Comment Re:Europe, here I come! (Score 2) 77

Denmar, Norway, Iceland, and Greece all have a state religion. Spain, Portugal and Ireland, though without a state religion, give legal privileges to the Catholic church (Finland has a similar relationship with the Lutheran Church of Finland and the Finnish Orthodox Church). The UK not only has a state religion, but the Head of State is also the Supreme Head of the Church of England. North of this line, the climate sucks. South of that line, trains don't run on time.

Comment Re:Won't work (Score 1) 342

Batch orders are seemingly a good idea. Several markets operate in an auction style batches, where each participant presents their schedule (a list of possible prices coupled with an amount to buy or sell for each price) and at set intervals a computer determines the price and quantity that clear the market. We have algorithms that do this in a utility-maximising way, but it is definitely more effort on the part of the traders. Electricity exchanges are the only ones I can think that use this method. APX, for example, does this for day-ahead UK power trading.

But you don't actually need auctions for this to work. You can use a similar public-outcry method (just like in the NYSE) but separated by breaks. The London Metal Exchange does this in its trading sessions. They are split up into 5 minute intervals, each of which can only be used to trade one particular metal. It's pretty cool to watch.

Both these markets are very liquid, so I doubt splitting up the trading day of even the busyest exchanges (NYSE, NASDAQ, LSE) would cause any perceivable damage to the market's fluidity.

Comment Re:Good, I guess (Score 2) 148

The point of net neutrality is that net traffic is treated as a commodity. If service providers can choose which packets to give preferene, they not only compete on price and speed, they also compete on the shape of their packet preferences. This means competition moves from a commodity model to a monopolistically competitive one, which is less efficient. Granted, a duopoly is much less efficient, so it may be a moot point, but net neutrality is overall good, no matter how many ISPs there are.

Source material —
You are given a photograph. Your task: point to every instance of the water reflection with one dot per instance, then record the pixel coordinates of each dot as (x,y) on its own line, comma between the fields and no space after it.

Your task —
Rewrite the stretch of the forum comments from "The point of" through "ISPs there are.", changing "net neutrality" to "network neutrality" every time it appears.

Worked solution —
The point of network neutrality is that net traffic is treated as a commodity. If service providers can choose which packets to give preferene, they not only compete on price and speed, they also compete on the shape of their packet preferences. This means competition moves from a commodity model to a monopolistically competitive one, which is less efficient. Granted, a duopoly is much less efficient, so it may be a moot point, but network neutrality is overall good, no matter how many ISPs there are.